[[ DOCUMENT SEGMENT open ]]
On Monday, he met with Meadows to discuss his ability to speak about the virus on television — his broadcast appearances have been sharply curbed in recent weeks by Meadows and members of the communications staff. And in The Atlantic interview, Fauci complained that the administration’s actions had made it difficult for health officials to communicate accurate information.
“It distracts from what I hope would be the common effort of getting this thing under control, rather than this back-and-forth distraction, which just doesn’t make any sense,” Fauci said. “We’ve got to almost reset this and say, ‘OK, let’s stop this nonsense.’ We’ve got to figure out, how can we get our control over this now, and, looking forward, how can we make sure that next month, we don’t have another example of California, Texas, Florida and Arizona?”
He added, “So rather than these games people are playing, let’s focus on that.”
[[ DOCUMENT SEGMENT closed ]]
[[ INFORMATION GIVEN open ]]
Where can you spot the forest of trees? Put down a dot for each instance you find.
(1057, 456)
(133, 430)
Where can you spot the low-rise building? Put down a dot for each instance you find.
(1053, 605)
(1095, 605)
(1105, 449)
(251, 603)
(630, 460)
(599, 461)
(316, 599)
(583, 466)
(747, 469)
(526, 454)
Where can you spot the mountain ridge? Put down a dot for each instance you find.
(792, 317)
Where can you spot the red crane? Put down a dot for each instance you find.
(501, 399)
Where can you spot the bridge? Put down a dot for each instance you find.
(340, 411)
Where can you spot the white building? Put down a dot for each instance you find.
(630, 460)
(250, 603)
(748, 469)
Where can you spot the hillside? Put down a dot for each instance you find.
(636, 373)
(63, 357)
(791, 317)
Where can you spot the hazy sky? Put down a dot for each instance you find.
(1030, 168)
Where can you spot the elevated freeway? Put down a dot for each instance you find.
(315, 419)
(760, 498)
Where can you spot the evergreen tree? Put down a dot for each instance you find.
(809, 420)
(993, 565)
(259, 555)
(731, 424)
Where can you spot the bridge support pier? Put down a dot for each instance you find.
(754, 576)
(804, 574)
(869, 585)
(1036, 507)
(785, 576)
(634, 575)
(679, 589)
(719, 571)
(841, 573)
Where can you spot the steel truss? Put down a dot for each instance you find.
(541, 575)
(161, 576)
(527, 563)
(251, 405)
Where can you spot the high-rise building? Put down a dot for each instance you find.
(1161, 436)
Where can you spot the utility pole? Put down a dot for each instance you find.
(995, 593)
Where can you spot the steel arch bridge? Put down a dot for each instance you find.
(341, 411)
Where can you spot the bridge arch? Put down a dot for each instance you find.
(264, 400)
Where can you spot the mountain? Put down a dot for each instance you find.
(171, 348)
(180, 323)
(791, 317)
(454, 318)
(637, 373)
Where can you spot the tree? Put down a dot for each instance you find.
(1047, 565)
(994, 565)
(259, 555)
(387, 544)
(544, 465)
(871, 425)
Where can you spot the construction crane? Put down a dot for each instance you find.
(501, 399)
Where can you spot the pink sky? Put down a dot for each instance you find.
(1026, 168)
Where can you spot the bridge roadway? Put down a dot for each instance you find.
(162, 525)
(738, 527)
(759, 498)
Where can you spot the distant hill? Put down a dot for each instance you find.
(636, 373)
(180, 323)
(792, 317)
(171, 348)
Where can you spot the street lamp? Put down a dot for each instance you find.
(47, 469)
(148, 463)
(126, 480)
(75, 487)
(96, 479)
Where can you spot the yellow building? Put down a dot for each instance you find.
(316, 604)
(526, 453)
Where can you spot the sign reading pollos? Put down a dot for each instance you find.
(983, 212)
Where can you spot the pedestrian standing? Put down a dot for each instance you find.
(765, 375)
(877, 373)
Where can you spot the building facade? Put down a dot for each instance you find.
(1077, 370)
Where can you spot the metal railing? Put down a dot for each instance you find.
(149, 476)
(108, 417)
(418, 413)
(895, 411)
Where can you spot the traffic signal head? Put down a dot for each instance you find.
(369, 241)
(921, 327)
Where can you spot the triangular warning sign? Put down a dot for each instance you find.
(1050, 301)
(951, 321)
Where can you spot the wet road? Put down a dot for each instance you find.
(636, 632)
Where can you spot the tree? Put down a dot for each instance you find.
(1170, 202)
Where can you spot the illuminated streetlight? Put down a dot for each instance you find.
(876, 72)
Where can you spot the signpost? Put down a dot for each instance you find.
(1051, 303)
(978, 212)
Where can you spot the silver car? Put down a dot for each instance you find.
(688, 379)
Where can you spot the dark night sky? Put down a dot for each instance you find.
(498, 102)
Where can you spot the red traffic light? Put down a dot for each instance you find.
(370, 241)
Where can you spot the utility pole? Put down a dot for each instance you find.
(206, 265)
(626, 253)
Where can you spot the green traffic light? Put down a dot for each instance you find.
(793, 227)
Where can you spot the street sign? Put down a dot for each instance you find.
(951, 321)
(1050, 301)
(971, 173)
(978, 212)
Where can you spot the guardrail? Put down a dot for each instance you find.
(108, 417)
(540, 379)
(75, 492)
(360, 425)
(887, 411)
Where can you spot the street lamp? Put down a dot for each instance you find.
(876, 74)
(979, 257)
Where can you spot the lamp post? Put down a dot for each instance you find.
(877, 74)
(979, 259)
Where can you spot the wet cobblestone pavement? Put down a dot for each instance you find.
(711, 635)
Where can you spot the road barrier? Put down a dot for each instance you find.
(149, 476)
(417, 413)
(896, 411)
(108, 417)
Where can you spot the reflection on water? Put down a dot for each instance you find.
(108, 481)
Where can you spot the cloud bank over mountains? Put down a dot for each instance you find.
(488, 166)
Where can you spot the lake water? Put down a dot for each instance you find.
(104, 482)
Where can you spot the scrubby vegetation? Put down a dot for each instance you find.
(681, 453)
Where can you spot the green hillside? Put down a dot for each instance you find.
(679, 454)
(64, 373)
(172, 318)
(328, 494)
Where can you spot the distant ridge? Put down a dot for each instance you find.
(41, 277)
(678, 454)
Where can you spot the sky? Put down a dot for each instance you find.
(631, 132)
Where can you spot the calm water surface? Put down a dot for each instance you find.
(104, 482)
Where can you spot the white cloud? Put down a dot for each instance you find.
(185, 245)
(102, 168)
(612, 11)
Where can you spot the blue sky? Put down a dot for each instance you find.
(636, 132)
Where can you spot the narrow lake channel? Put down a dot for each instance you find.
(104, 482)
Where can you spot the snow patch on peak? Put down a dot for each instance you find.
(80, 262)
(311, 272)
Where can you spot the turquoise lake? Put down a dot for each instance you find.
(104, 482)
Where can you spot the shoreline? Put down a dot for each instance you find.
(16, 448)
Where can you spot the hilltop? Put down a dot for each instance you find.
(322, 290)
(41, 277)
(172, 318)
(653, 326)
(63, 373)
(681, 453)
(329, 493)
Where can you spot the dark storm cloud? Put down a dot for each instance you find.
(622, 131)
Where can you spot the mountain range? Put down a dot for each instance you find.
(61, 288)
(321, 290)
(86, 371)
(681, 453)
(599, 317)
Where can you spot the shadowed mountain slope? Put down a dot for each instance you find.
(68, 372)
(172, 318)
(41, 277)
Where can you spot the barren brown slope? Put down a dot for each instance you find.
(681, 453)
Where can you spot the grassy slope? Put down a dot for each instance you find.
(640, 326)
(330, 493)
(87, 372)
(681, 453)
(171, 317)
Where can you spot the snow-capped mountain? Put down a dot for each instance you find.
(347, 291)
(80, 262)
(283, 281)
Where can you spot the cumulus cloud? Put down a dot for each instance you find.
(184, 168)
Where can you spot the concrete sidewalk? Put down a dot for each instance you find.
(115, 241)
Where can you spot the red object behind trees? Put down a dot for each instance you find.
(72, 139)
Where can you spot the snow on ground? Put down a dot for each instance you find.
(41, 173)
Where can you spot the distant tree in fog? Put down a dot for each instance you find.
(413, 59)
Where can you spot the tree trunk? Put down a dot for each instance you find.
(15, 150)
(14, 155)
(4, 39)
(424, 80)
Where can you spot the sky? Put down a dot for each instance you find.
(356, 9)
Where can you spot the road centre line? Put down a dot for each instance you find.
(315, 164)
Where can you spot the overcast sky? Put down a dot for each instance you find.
[[ INFORMATION GIVEN closed ]]
EXERCISE REQUIREMENTS –
Continue the news passage about Fauci's dispute with the administration, picking up after its last sentence.

EXERCISE OUTPUT –
In the interview, Fauci discussed the op-ed article by Navarro, which had the stark headline, “Anthony Fauci Has Been Wrong About Everything I Have Interacted With Him On.” In the piece, Navarro presented what White House officials have been saying privately about Fauci and what Trump has said publicly: They like Fauci personally, but he has made mistakes.
Fauci responded with bewilderment. “I can’t explain Peter Navarro,” he said. “He’s in a world by himself.”
The White House sought to distance itself from the attack by Navarro, but so far has not attacked the substance of his piece. And White House officials declined to comment when one of the president’s closest advisers, Dan Scavino, posted a mocking cartoon of Fauci to social media.
Tension between Navarro and Fauci has been brewing since the early days of the pandemic this year. In a coronavirus task force meeting that Navarro asked to attend, the two argued over the efficacy of hydroxychloroquine, a drug that Trump has promoted as a cure for the virus.
Navarro, an economist by training, has since defended his credentials when it comes to sparring with Fauci over possible medical treatments.
“Doctors disagree about things all the time. My qualifications in terms of looking at the science is that I’m a social scientist,” Navarro told CNN’s John Berman in April. “I have a Ph.D. And I understand how to read statistical studies, whether it’s in medicine, the law, economics or whatever.”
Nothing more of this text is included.